Given information:

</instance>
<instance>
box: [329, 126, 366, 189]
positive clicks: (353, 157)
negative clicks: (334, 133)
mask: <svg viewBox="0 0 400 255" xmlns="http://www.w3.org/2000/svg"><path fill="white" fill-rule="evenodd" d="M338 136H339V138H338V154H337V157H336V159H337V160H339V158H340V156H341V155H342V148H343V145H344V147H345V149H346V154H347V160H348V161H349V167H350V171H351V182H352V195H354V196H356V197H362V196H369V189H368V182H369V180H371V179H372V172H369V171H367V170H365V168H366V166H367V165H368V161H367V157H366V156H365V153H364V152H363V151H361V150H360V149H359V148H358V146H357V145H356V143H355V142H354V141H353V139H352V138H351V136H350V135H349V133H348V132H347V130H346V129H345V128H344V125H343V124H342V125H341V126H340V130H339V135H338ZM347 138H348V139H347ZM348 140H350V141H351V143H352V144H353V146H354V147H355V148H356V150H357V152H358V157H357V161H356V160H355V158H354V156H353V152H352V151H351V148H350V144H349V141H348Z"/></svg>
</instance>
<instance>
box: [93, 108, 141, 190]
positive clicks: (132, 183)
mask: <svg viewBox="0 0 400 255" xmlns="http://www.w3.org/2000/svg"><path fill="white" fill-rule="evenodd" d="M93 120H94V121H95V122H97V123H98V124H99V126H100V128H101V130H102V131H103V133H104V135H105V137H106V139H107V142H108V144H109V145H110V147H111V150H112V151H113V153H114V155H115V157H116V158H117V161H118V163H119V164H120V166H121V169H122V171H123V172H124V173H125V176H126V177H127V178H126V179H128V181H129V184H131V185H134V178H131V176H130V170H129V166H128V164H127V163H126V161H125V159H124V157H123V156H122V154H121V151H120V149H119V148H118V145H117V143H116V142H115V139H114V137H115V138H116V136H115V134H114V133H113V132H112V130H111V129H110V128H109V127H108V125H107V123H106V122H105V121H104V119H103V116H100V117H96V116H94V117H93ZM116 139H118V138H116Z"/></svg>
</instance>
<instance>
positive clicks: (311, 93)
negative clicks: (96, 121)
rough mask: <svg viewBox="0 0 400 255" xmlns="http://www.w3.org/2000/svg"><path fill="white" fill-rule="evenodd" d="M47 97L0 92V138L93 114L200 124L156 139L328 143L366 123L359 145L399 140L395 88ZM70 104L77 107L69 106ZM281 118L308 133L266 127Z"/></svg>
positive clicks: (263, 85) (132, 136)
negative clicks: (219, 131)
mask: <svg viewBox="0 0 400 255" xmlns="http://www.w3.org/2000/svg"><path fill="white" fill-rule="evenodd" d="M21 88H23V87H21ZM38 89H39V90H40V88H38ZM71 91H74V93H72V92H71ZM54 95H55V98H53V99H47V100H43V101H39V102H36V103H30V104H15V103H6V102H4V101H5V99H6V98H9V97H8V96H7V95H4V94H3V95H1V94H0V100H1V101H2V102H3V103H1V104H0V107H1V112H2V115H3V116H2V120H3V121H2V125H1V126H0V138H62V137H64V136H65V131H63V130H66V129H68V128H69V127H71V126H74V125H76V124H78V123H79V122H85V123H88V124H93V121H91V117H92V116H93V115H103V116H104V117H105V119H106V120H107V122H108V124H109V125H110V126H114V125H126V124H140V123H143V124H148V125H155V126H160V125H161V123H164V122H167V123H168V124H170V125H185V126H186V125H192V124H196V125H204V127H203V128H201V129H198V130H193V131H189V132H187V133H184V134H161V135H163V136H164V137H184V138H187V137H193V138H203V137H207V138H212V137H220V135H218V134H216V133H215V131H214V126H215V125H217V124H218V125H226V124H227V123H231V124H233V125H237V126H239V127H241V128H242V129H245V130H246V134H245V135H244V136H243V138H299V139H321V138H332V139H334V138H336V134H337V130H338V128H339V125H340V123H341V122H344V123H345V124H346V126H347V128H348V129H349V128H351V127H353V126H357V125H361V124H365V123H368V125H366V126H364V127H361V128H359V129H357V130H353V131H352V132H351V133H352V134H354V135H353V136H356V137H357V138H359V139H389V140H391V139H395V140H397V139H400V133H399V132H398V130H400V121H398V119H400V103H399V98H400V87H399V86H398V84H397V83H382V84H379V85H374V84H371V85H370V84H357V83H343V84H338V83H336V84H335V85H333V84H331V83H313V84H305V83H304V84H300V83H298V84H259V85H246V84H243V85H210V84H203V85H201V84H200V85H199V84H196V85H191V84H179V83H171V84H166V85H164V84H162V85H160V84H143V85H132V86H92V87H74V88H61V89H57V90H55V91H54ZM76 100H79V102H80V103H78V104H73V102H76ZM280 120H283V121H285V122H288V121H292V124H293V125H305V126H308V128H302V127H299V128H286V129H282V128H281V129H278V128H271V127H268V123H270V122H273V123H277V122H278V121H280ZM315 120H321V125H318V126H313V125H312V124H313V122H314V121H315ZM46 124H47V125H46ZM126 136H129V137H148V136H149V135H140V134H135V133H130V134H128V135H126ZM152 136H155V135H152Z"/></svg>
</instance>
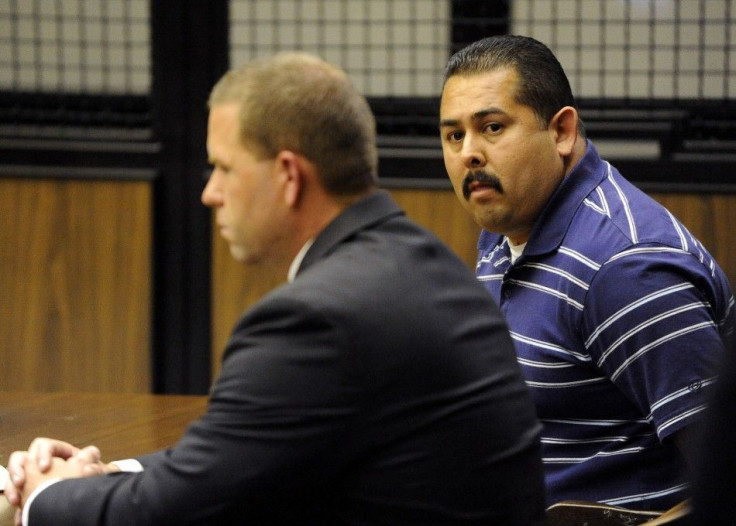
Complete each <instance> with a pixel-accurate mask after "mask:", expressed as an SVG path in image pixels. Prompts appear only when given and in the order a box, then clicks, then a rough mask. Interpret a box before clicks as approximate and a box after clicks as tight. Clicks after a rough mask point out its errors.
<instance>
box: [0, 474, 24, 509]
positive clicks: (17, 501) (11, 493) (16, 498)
mask: <svg viewBox="0 0 736 526" xmlns="http://www.w3.org/2000/svg"><path fill="white" fill-rule="evenodd" d="M3 492H4V493H5V498H6V499H8V502H9V503H10V505H11V506H16V507H17V506H19V505H20V493H18V490H17V489H16V487H15V486H14V485H13V483H12V482H11V481H10V479H8V481H7V482H6V483H5V487H4V488H3Z"/></svg>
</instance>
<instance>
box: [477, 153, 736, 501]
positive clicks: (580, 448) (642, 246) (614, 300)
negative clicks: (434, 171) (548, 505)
mask: <svg viewBox="0 0 736 526" xmlns="http://www.w3.org/2000/svg"><path fill="white" fill-rule="evenodd" d="M478 248H479V259H478V264H477V276H478V279H479V280H480V281H481V282H483V283H484V284H485V286H486V287H487V288H488V290H490V291H491V293H492V294H493V296H494V297H495V298H496V300H497V301H498V302H499V304H500V305H501V309H502V310H503V312H504V314H505V316H506V319H507V322H508V325H509V327H510V329H511V332H512V336H513V339H514V342H515V345H516V349H517V353H518V359H519V362H520V363H521V365H522V368H523V371H524V375H525V378H526V381H527V384H528V386H529V387H530V389H531V391H532V394H533V396H534V400H535V402H536V405H537V410H538V413H539V417H540V419H541V420H542V422H543V424H544V430H543V434H542V442H543V457H544V458H543V459H544V463H545V471H546V479H547V488H548V502H549V503H550V504H551V503H554V502H559V501H561V500H565V499H584V500H593V501H599V502H607V503H610V504H614V505H620V506H625V507H630V508H635V509H653V510H664V509H667V508H669V507H670V506H672V505H674V504H676V503H677V502H679V501H681V500H683V499H684V498H686V496H687V494H686V485H685V481H684V476H683V475H684V466H683V461H682V460H681V458H680V456H679V453H678V452H677V449H676V447H675V446H674V444H673V443H672V441H667V440H664V439H666V438H667V437H668V436H670V435H671V434H672V433H674V432H675V431H677V430H679V429H681V428H682V427H684V426H687V425H690V424H692V423H693V422H694V421H695V420H696V419H697V418H698V416H699V413H700V412H701V411H702V410H703V408H704V403H705V400H706V398H707V392H708V391H709V389H708V386H709V385H710V384H711V383H712V382H713V380H714V376H715V374H716V368H717V363H718V362H719V360H720V359H721V353H722V352H723V350H724V343H723V341H724V338H725V335H726V333H729V332H733V330H734V321H733V320H734V309H733V296H732V294H731V290H730V287H729V284H728V281H727V279H726V277H725V275H724V274H723V272H722V270H721V269H720V267H718V265H717V264H716V262H715V261H714V260H713V258H712V257H711V255H710V254H709V253H708V252H707V251H706V250H705V248H704V247H703V246H702V245H701V243H700V242H699V241H698V240H697V239H695V238H694V237H693V236H692V234H690V233H689V232H688V231H687V229H686V228H685V227H684V226H683V225H682V224H681V223H680V222H679V221H678V220H677V219H675V218H674V217H673V216H672V214H670V213H669V212H668V211H667V210H666V209H665V208H663V207H662V206H660V205H659V204H658V203H656V202H655V201H654V200H653V199H651V198H649V197H648V196H647V195H645V194H644V193H643V192H641V191H640V190H638V189H637V188H636V187H634V186H633V185H632V184H630V183H629V182H628V181H626V180H625V179H624V178H623V177H622V176H621V175H620V174H619V173H618V172H617V171H616V169H615V168H613V167H612V166H611V165H610V164H608V163H607V162H605V161H603V160H601V159H600V157H599V155H598V152H597V151H596V149H595V148H594V147H593V145H592V143H590V142H589V143H588V149H587V152H586V154H585V156H584V158H583V159H582V160H581V161H580V162H579V163H578V165H577V166H576V167H575V168H574V169H573V171H572V173H571V174H570V175H569V176H568V177H567V178H565V180H564V181H563V183H562V184H561V185H560V187H559V188H558V189H557V191H556V192H555V194H554V195H553V196H552V198H551V200H550V202H549V203H548V205H547V207H546V208H545V210H544V211H543V212H542V214H541V216H540V218H539V220H538V221H537V224H536V226H535V228H534V230H533V231H532V233H531V236H530V238H529V240H528V242H527V244H526V247H525V249H524V252H523V254H522V255H521V257H519V259H517V260H516V261H515V262H514V264H513V265H512V264H511V258H510V251H509V247H508V242H507V241H506V240H505V238H504V237H503V236H499V235H497V234H492V233H490V232H485V231H484V232H482V233H481V236H480V239H479V242H478Z"/></svg>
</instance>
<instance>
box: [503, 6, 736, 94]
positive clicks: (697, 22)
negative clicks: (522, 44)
mask: <svg viewBox="0 0 736 526" xmlns="http://www.w3.org/2000/svg"><path fill="white" fill-rule="evenodd" d="M512 7H513V14H512V25H511V31H512V32H515V33H519V34H525V35H529V36H532V37H535V38H537V39H538V40H541V41H543V42H545V43H546V44H547V45H549V46H550V47H551V48H552V49H553V51H555V53H556V55H557V56H558V58H559V59H560V62H561V63H562V65H563V67H564V68H565V70H566V71H567V73H568V76H569V77H570V80H571V83H572V87H573V91H574V92H575V93H576V95H577V96H578V97H579V98H581V99H585V98H594V99H639V100H650V101H662V100H668V101H671V102H672V105H676V103H677V101H679V100H683V99H688V100H696V101H706V100H724V99H734V98H736V21H735V20H734V16H736V0H707V1H706V0H515V1H514V2H513V4H512Z"/></svg>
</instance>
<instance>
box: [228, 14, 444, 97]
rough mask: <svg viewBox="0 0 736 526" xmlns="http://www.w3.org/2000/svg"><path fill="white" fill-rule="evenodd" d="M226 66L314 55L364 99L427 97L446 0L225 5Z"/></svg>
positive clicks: (443, 55)
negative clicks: (259, 60) (229, 20)
mask: <svg viewBox="0 0 736 526" xmlns="http://www.w3.org/2000/svg"><path fill="white" fill-rule="evenodd" d="M230 42H231V49H230V63H231V64H232V65H233V66H237V65H239V64H242V63H244V62H247V61H248V60H251V59H253V58H255V57H258V56H261V55H268V54H272V53H274V52H277V51H282V50H294V49H299V50H304V51H309V52H312V53H316V54H318V55H320V56H321V57H323V58H325V59H326V60H329V61H330V62H332V63H333V64H335V65H337V66H340V67H341V68H343V69H344V70H345V71H346V72H347V73H348V75H349V76H350V78H351V80H352V81H353V83H354V84H355V85H356V86H357V87H358V89H360V90H361V91H362V92H363V93H364V94H365V95H367V96H369V97H431V96H436V95H437V94H438V92H439V90H440V87H441V79H442V71H443V68H444V66H445V63H446V61H447V58H448V56H449V52H450V1H449V0H421V1H416V0H370V1H366V0H231V3H230Z"/></svg>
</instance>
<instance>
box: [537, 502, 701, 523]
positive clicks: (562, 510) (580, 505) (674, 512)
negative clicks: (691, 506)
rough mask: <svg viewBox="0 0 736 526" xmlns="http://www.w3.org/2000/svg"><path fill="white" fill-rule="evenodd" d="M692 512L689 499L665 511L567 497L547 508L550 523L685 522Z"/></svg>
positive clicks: (549, 522) (547, 520) (547, 511)
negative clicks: (595, 501) (656, 511)
mask: <svg viewBox="0 0 736 526" xmlns="http://www.w3.org/2000/svg"><path fill="white" fill-rule="evenodd" d="M689 513H690V505H689V502H688V501H683V502H681V503H679V504H677V505H676V506H673V507H672V508H670V509H669V510H667V511H665V512H664V513H661V512H655V511H637V510H630V509H627V508H621V507H619V506H609V505H608V504H601V503H599V502H586V501H578V500H566V501H563V502H558V503H557V504H553V505H552V506H550V507H549V508H547V525H548V526H635V525H637V524H646V526H660V525H662V524H667V525H670V526H677V525H683V526H684V525H685V524H686V521H687V520H688V517H687V516H688V514H689Z"/></svg>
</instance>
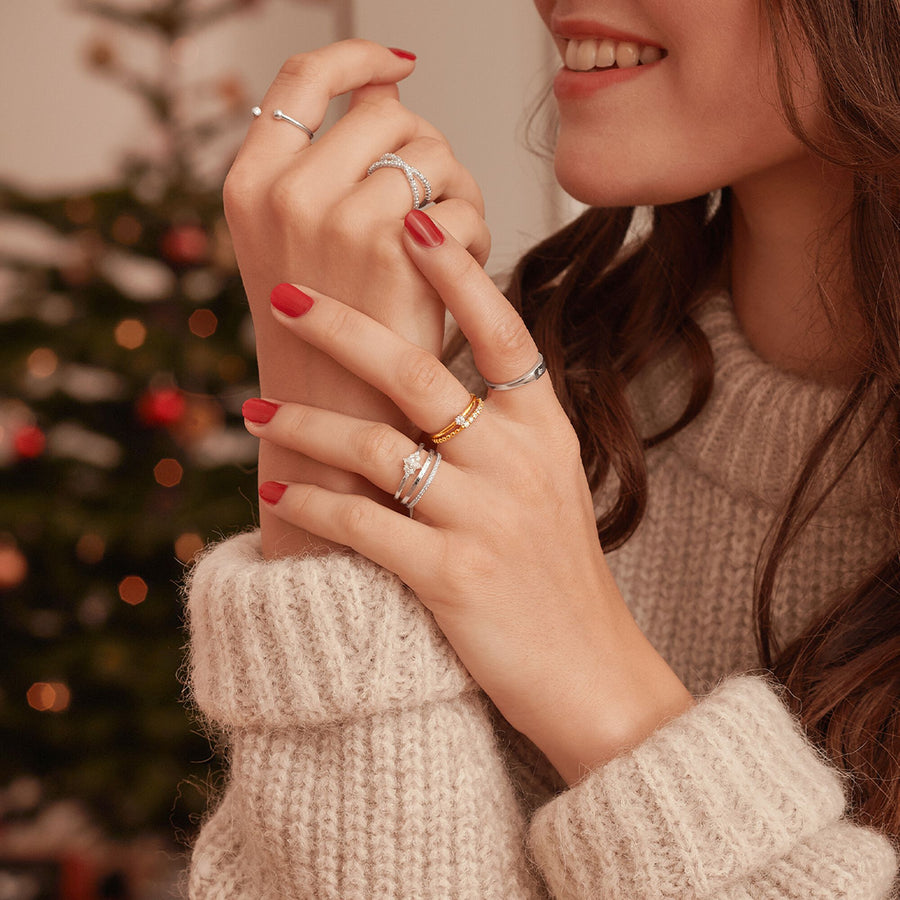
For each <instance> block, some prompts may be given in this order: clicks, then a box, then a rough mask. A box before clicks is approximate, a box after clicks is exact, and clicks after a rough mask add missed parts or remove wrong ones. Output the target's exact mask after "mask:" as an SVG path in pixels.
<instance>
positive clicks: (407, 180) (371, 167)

What is expected: Please list every line of the records that contains "then".

Solution to this task:
Complete each <instance> with a pixel-accurate mask after "mask:", expressed as an SVG path in image pixels. Prompts appear only when given and in the order a box, then clicks, then a rough mask. Interpret a box before clicks as approximate and a box after clicks as tight. Clicks after a rough mask point out its errors.
For each <instance> block, some prompts may be given in this order: clicks, then a box, then a rough mask. A box before clicks is approximate, a box after clicks is exact, and clicks after a rough mask add missed parts or remove wrong ones. Output the target's exact mask after "mask:" as an SVG path in pixels.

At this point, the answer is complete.